*SOURCE EXCERPT*
========================
Does geico provide insurance in your area for uber? My state I think is all progressive. It is in my area at least but read different companies in other markets.

We had changes down here last July and have met drivers who claimed they had accidents with app on and nothing happened and got new or newer used cars


----------



## LACA90028 (Jun 1, 2018)

I’m in CA and yes they do. Even cheaper than my regular insurance with a lower deductible. I drive a Select car though


----------



## tryingforthat5star (Mar 12, 2017)

Just updated my Progressive policy with rideshare my car insurance on both cars increased a total of $5.xx a month for $29 extra every 6 months. Well worth the 5 min phone call and not dealing with BS when something happens.


----------



## steveK2016 (Jul 31, 2016)

Advise: pay the extra for the rideshare endorsement 

Result: peace of mind knowing regardless of what happens and when, you are covered .
========================
*Dataset rows*
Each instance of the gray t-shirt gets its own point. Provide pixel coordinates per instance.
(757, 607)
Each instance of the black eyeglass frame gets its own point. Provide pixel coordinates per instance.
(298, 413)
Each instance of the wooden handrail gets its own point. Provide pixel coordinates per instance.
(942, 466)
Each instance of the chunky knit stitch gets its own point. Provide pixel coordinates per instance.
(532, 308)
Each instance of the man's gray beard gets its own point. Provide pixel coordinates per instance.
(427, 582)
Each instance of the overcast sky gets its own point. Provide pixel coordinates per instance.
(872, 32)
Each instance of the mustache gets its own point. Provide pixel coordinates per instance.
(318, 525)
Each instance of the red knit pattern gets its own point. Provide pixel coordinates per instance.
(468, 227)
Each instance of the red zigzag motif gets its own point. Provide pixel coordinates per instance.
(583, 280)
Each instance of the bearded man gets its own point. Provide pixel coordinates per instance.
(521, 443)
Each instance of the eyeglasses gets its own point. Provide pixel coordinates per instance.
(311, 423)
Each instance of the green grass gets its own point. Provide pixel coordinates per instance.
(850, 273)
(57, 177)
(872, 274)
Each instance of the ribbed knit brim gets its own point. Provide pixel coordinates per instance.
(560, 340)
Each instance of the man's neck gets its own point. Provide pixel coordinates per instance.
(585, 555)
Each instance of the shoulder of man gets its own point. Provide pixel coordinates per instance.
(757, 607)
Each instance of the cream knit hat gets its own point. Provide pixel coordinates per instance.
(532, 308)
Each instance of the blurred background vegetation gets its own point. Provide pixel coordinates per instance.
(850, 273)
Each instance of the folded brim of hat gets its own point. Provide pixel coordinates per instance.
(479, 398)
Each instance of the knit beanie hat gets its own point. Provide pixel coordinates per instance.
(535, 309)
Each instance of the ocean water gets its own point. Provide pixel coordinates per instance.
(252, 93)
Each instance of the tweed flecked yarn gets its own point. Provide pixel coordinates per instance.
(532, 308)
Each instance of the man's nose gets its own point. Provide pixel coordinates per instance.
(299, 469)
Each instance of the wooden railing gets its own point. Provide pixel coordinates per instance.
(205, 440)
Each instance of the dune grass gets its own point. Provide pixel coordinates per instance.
========================
*SHORT PROBLEM*
Return the stretch of the rideshare insurance thread from "## tryingforthat5star (Mar" through "when something happens.", copied word for word.

*RESPONSE*
## tryingforthat5star (Mar 12, 2017)

Just updated my Progressive policy with rideshare my car insurance on both cars increased a total of $5.xx a month for $29 extra every 6 months. Well worth the 5 min phone call and not dealing with BS when something happens.